(What is asked)
Copy the passage from the XSLT variables text between "The XPATH expression" and "and logic functions.", inclusive, without changing any characters.

(Excerpt provided)

——

In XSLT, the variable are accessed by prefixing them with $: an element attribute whose value is "here is my $myvar !" will get as value the given string with the variable reference $myvar replaced by the actual value of myvar. Basically, the available variables, when the script is processed by the XSLT interpreter, is made of the variables declared for the configuration items, named according to the name attribute name and whose value is the one passed by the user or, else, the default value.

These variables may be used throughout the script file to provide more flexibility in the configuration of the script. Using the following syntax, one may change the value stored in a script element:

<element> <xsl:value-of select="XPATH expression"/> </element>

In the example below, the content of the element write_latency is replaced by the value computed bu the xsl-value-of element, that is, the sum of 2, value of variable trp and value of variable sdrcas.

<otawa-script>
	<platform>
		<memory>
			...
			<bank>
				<write_latency><xsl:value-of select="2+$trp+$sdrcas"/></write_latency>
			</bank>
			...
		</meory>
	</platform>

The XPATH expression (follow the link for more details) is very versatile and provide usually operators to perform computation:

$name to access a variable content,
( and ), parentheses,
usually unary and binary operators like +, -, *, /, etc
and a lot of common mathematic, textual and logic functions.

——

(Raw data)
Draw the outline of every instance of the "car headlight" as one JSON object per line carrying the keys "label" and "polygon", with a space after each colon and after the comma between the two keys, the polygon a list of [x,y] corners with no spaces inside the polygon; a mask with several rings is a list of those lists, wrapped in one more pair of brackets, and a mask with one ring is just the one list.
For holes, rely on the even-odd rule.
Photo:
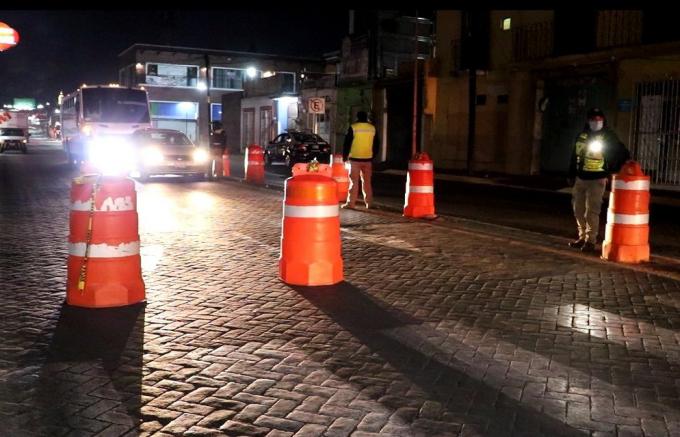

——

(Expected output)
The XPATH expression (follow the link for more details) is very versatile and provide usually operators to perform computation:

$name to access a variable content,
( and ), parentheses,
usually unary and binary operators like +, -, *, /, etc
and a lot of common mathematic, textual and logic functions.